Exercise: For the entries below, report the number of lines containing "ribbon", without any other content.

Source records:
%%

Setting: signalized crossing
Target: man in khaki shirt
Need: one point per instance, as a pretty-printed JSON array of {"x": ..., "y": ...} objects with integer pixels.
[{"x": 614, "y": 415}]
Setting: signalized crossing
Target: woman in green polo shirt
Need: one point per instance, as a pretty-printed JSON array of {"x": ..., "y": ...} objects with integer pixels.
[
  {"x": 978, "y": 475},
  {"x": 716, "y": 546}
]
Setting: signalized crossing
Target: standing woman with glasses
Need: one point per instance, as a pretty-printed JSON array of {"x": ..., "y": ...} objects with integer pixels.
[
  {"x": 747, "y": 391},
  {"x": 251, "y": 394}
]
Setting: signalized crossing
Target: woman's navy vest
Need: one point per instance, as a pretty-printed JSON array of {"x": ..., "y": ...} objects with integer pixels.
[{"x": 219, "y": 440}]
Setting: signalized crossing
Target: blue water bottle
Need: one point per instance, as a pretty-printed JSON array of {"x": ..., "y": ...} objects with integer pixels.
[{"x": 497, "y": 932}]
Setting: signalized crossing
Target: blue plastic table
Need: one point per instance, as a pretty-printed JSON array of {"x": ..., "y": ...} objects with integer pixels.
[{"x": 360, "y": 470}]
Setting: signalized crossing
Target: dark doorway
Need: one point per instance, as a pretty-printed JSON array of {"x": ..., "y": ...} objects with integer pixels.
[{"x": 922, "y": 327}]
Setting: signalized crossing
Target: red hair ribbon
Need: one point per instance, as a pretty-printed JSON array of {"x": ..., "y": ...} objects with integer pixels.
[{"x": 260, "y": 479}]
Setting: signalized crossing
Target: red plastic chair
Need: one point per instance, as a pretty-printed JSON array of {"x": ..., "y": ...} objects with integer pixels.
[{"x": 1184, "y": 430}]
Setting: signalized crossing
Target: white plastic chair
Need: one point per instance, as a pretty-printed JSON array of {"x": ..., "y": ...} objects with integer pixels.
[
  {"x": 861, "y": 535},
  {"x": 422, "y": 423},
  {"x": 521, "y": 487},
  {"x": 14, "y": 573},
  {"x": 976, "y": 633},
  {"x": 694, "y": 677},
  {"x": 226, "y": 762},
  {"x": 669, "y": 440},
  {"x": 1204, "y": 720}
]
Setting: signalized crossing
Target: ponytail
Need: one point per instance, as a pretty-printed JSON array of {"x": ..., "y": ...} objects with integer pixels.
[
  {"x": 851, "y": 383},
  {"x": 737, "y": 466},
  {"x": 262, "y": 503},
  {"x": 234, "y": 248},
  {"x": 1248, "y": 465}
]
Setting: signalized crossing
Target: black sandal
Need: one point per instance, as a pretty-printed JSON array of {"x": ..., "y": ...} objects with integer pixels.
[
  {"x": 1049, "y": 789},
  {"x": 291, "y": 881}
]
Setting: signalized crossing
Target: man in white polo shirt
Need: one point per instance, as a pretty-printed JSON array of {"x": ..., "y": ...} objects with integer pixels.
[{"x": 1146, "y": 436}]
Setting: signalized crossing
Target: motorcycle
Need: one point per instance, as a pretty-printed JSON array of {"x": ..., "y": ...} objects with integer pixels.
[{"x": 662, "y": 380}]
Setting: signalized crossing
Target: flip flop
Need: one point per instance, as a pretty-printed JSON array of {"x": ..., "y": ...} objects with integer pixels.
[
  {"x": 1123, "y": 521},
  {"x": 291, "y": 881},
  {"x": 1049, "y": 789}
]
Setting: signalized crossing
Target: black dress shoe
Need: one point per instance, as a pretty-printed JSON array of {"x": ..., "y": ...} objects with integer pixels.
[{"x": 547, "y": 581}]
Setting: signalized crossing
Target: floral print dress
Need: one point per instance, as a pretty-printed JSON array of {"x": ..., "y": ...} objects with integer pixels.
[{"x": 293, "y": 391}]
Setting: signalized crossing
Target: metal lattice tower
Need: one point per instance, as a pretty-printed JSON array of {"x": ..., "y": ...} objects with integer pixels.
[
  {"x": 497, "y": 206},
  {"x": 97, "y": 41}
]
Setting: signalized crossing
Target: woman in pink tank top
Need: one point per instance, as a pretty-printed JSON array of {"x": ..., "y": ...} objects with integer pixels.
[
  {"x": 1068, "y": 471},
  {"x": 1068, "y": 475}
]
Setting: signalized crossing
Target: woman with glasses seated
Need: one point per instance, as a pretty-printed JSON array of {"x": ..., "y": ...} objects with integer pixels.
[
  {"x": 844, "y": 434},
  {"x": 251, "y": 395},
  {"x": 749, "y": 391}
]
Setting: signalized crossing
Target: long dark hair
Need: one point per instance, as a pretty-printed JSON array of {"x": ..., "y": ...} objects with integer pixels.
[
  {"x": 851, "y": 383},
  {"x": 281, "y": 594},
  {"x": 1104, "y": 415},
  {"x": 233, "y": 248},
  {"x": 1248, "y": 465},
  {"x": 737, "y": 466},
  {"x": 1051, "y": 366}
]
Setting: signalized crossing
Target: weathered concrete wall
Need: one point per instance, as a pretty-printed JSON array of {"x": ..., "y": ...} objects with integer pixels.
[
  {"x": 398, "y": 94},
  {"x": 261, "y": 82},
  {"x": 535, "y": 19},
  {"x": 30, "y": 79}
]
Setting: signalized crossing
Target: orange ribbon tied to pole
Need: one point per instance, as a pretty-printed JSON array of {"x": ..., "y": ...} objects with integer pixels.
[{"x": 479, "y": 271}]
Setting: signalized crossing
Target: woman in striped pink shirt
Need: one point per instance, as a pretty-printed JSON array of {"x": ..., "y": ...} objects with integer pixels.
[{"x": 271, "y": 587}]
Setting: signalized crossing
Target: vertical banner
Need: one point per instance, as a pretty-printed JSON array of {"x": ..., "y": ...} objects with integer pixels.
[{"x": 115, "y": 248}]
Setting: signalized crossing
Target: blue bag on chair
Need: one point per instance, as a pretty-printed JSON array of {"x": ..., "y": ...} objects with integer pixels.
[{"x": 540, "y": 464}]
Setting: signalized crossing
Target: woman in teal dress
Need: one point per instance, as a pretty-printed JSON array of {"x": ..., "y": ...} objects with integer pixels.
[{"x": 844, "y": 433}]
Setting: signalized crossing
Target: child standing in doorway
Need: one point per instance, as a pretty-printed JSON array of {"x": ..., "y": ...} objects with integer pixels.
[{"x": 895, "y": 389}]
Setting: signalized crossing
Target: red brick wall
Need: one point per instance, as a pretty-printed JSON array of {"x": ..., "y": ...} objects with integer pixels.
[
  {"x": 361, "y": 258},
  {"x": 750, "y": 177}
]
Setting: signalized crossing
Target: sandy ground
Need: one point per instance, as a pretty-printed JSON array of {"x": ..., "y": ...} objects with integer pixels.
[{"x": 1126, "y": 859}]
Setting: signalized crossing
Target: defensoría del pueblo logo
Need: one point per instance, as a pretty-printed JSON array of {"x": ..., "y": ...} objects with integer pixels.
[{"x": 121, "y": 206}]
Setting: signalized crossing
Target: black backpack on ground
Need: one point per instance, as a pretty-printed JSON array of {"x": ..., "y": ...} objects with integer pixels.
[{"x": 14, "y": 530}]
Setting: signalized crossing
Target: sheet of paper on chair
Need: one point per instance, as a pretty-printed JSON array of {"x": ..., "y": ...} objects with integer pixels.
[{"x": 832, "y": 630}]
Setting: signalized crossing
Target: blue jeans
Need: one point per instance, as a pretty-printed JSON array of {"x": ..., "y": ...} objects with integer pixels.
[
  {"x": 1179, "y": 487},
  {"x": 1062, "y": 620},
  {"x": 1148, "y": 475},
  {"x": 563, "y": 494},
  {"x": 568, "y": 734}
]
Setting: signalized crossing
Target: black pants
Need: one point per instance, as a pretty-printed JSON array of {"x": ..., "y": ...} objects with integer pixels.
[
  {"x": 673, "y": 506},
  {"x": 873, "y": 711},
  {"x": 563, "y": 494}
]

%%

Answer to the exercise: 2